→ TEXT BLOCK
★ ★ ★ ★ ★

"What lured him on was of course, the great adventure, the eternal longing of every truly creative man to push on into unexplored country, to discover something entirely new- if only about himself. "
- Heinrich Harrer, The White Spider
These days to find unexplored, unknown country is quite rare, if not impossible. Finding the uncomfort zone, however, is not so difficult. For me there is always something about the unknown that is slightly disagreeable- sometimes just not knowing will make me cringe.
Despite loving all things pleasant, I'm a big believer in the 'uncomfort zone'. Yes I know, it's a made up phrase but you get the point. It's the place where you stop feeling comfortable and start feeling challenged and at times slightly awkward. It's here that I have always learnt new things about myself, about others and gained respect and love for life.

★ ★ ★ ★ ★

(Records from a data collection)
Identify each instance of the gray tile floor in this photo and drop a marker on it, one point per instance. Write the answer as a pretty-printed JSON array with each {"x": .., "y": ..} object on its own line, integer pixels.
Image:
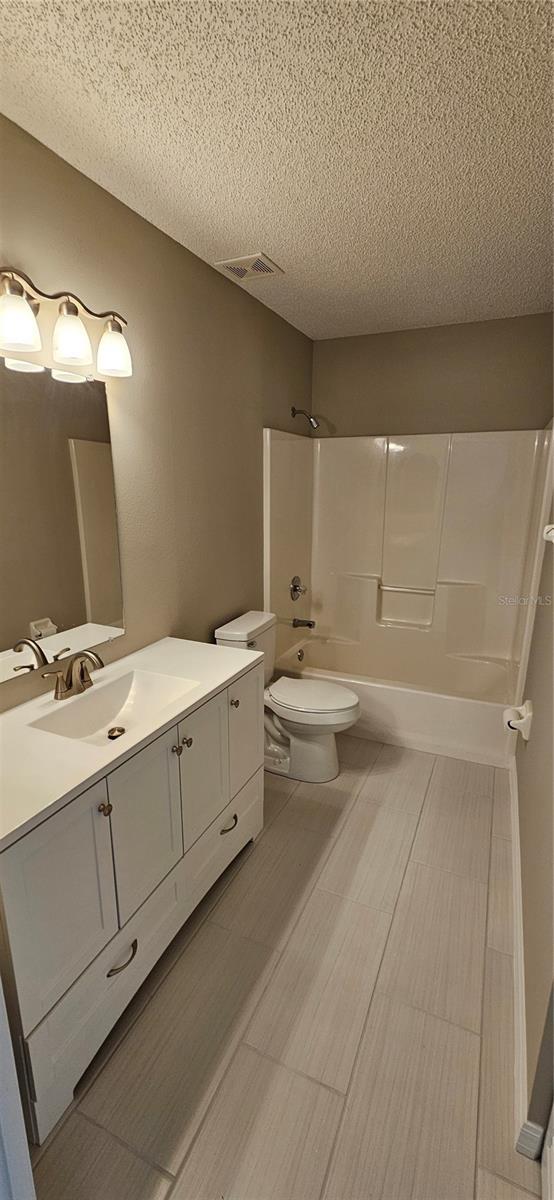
[{"x": 335, "y": 1020}]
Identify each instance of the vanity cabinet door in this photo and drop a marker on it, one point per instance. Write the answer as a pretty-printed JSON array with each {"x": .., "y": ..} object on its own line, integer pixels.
[
  {"x": 146, "y": 827},
  {"x": 59, "y": 901},
  {"x": 246, "y": 727},
  {"x": 204, "y": 737}
]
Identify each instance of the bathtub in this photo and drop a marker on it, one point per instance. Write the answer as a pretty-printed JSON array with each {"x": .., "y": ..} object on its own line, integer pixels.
[{"x": 464, "y": 720}]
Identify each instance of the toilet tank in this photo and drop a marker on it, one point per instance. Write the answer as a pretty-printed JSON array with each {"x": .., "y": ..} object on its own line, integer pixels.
[{"x": 252, "y": 631}]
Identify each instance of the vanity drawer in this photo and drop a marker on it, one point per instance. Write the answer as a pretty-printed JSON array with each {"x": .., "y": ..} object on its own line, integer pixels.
[
  {"x": 60, "y": 1049},
  {"x": 239, "y": 823},
  {"x": 59, "y": 901}
]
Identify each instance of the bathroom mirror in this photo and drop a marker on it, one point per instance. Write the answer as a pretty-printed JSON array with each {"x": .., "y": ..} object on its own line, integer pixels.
[{"x": 60, "y": 580}]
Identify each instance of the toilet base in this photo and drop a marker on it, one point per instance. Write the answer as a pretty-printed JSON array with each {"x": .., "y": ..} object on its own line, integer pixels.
[{"x": 311, "y": 760}]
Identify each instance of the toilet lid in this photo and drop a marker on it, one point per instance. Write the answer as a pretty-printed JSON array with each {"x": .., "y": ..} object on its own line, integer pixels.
[{"x": 312, "y": 695}]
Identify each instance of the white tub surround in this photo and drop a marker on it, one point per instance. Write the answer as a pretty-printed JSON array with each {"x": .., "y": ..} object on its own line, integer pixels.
[
  {"x": 107, "y": 846},
  {"x": 423, "y": 720},
  {"x": 420, "y": 571}
]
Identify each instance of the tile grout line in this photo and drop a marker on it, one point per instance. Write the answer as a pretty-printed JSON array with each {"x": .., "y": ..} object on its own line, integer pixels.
[
  {"x": 241, "y": 1041},
  {"x": 445, "y": 870},
  {"x": 356, "y": 1056},
  {"x": 427, "y": 1012},
  {"x": 518, "y": 1187},
  {"x": 142, "y": 1158},
  {"x": 482, "y": 997}
]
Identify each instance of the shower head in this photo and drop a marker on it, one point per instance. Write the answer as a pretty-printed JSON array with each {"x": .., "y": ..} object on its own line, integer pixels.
[{"x": 301, "y": 412}]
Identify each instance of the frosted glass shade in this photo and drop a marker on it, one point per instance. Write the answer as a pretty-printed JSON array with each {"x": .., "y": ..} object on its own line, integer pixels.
[
  {"x": 71, "y": 342},
  {"x": 23, "y": 365},
  {"x": 18, "y": 324},
  {"x": 67, "y": 377},
  {"x": 114, "y": 355}
]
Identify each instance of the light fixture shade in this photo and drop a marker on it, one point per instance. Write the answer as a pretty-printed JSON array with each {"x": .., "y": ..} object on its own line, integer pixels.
[
  {"x": 71, "y": 342},
  {"x": 67, "y": 377},
  {"x": 114, "y": 355},
  {"x": 18, "y": 324},
  {"x": 22, "y": 365}
]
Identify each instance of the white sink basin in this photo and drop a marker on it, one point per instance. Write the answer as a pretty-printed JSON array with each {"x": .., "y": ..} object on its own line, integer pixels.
[{"x": 124, "y": 703}]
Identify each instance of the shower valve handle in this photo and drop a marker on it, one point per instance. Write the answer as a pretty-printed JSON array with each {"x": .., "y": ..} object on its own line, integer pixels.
[{"x": 296, "y": 588}]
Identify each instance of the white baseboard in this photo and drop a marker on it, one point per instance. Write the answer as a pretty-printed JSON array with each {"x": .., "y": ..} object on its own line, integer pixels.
[
  {"x": 530, "y": 1140},
  {"x": 548, "y": 1161}
]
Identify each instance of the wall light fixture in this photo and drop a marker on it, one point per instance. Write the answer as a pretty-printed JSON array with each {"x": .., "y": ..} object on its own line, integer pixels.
[{"x": 71, "y": 346}]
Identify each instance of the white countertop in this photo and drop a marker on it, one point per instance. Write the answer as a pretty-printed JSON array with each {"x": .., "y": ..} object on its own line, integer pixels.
[{"x": 41, "y": 771}]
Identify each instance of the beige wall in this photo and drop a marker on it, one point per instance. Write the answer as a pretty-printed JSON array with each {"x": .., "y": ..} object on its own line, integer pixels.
[
  {"x": 491, "y": 375},
  {"x": 41, "y": 573},
  {"x": 535, "y": 791},
  {"x": 211, "y": 367}
]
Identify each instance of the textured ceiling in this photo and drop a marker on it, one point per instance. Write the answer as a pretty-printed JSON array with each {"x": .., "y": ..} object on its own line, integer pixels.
[{"x": 391, "y": 156}]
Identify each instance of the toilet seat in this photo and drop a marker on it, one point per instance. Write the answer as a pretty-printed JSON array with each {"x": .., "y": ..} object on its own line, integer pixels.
[{"x": 309, "y": 701}]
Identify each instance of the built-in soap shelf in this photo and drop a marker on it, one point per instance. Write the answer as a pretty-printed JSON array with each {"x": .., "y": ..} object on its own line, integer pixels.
[{"x": 404, "y": 606}]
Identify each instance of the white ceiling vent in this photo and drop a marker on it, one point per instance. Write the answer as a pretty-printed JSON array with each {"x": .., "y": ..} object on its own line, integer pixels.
[{"x": 251, "y": 267}]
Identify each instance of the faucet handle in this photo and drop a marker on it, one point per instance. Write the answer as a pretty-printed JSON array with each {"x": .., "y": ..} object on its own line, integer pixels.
[{"x": 84, "y": 676}]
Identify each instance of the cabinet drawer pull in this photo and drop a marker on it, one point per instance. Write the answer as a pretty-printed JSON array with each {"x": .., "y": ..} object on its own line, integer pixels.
[
  {"x": 233, "y": 825},
  {"x": 125, "y": 965}
]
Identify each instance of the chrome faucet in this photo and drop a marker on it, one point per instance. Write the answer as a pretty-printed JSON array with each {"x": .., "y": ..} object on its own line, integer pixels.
[
  {"x": 40, "y": 657},
  {"x": 76, "y": 677}
]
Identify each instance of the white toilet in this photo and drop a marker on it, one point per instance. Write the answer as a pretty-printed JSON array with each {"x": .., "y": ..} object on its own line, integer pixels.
[{"x": 301, "y": 715}]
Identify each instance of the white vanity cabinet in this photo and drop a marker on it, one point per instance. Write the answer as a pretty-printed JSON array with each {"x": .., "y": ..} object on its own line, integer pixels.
[
  {"x": 204, "y": 763},
  {"x": 246, "y": 727},
  {"x": 94, "y": 894},
  {"x": 59, "y": 901},
  {"x": 145, "y": 817}
]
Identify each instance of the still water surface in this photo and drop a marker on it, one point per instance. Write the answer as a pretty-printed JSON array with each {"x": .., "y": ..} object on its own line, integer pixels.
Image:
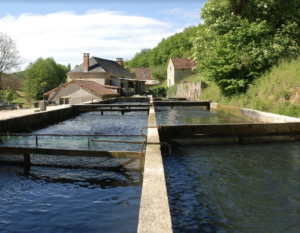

★ ★ ★ ★ ★

→ TASKS
a – Answer these questions about the uncomfort zone text:
(i) What book is the opening quotation taken from?
(ii) What does the writer say is not so difficult to find these days?
(iii) What does the writer say they have always learnt in the uncomfort zone?
b – Reproduce the passage of the uncomfort zone text starting with "- Heinrich Harrer, The" and going on through "make me cringe.".

→ ANSWERS TO THE EXERCISES
a –
(i) The White Spider
(ii) The uncomfort zone
(iii) New things about themselves and about others

b –
- Heinrich Harrer, The White Spider
These days to find unexplored, unknown country is quite rare, if not impossible. Finding the uncomfort zone, however, is not so difficult. For me there is always something about the unknown that is slightly disagreeable- sometimes just not knowing will make me cringe.